Poursuivez le texte ci-dessous sur la signification des vêtements féminins, à partir de sa dernière phrase.
─── TEXTE FOURNI ───
Chaque vêtement est un signe linguistique qui nécessite une interprétation de la part d’une cible masculine parfois inculte en la matière. Need help ? Click here.
Les collantsPour une fille, l’arrivée de l’été ou de l’hiver n’a rien à voir avec une histoire d’équinoxe ou de changement d’heure, c’est juste une question de collant. Et ce n’est pas un instant facile à déterminer avec précision. Entre début avril et mi-mai, on frémit, on hésite, on jauge d’abord la température sur nos bras nus, on anticipe le grand saut (Il fait beau aujourd’hui… On aurait - presque - pu sortir sans collant), on demande aux copines (Tu sors sans collants, toi ? ……Ouais, non, moi non plus…), on est tellement frustrées qu’on s’en prend à celles qui osent (T’as vu ? Elle a pas de collant !… Ça doit être une allemande…). Dans cette période floue, on évite carrément les jupes. Parce qu’on a beau avoir porté avec délice des collants tout l’hiver, on découvre soudain que ça gratte, que ça compresse, que ça confine notre liberté individuelle dans 5 grammes de lycra. Avril-mai, c’est la dictature du pantalon léger, de la soie, du sarouel (sérieusement, vous croyez qu’elle viendrait d’où la mode du sarouel sinon ?)(Si vous êtes un homme, vous n’êtes probablement pas au courant, mais cette année, on a inventé pire : le pyjama de ville). Et enfin, un beau jour, on le sent, c’est intuitif, c’est le bon moment : on sort les jambes à l’air. Ça fait bizarre, c’est frais, ça chatouille, c’est comme des bisous de l’air sur nos jambes, ça donne envie de manger des glaces à la framboise et d’être amie avec toutes les filles sans collant de la terre... C’est un pur instant d’harmonie féminine universelle. Il arrive toutefois que notre intuition soit légèrement prématurée et qu’elle ne corresponde pas tout à fait à l’impulsion collective. En passant, on entendra alors deux jeunes femmes en sarouel murmurer : Ça doit être une allemande…
La mini-jupe
Que tous les vêtements aient une signification, on veut bien l’admettre. Le problème de la mini-jupe c’est qu’elle fait souvent l’objet d’un contre-sens. Si on doit donner des chiffres, comme ça, à vue d’œil, disons qu’une fille porte une mini-jupe :
- dans 79% des cas parce qu’elle a envie de porter une mini-jupe,
- dans 16% des cas parce qu’il fait très chaud,
- dans 4% des cas parce que c’est la mode,
- dans 0,007% des cas pour séduire un homme en particulier,
- dans 0,002% des cas parce que c’est une prostituée,
- dans 0,001% des cas parce qu’elle est allergique aux jupes d’une longueur différente et aussi aux pantalons.
─── DONNÉES ───
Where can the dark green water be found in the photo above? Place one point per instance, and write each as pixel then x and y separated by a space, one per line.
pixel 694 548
───
RÉSULTAT →
Ce qui, comme nous pouvons nous en rendre compte au moyen d’une simple addition, nous laisse zéro pourcentage pour l’interprétation suivante « La fille porte une mini-jupe pour signaler aux passants dans la rue qu’elle a très envie d’engager la discussion avec des inconnus».
Le sweat à capuche
C’est notre vêtement dissuasif pour les lendemains de mini-jupe. Et aussi un hommage à Eminem.
Le jean en 34
On l’a acheté en 1996. On n’envisage pas sérieusement de pouvoir rentrer dedans aujourd’hui, à moins de faire don de l’une de nos deux cuisses à la science et de diviser en deux celle qui reste. Mais on s’en sert comme objet de projection positive. On imagine qu’éventuellement, on pourra peut-être le remettre un jour. Si on va très souvent à la salle de sport, c’est possible. Jeter ce jean, ce serait renoncer à un idéal de soi dans le futur. Donc, on le garde. Par dignité.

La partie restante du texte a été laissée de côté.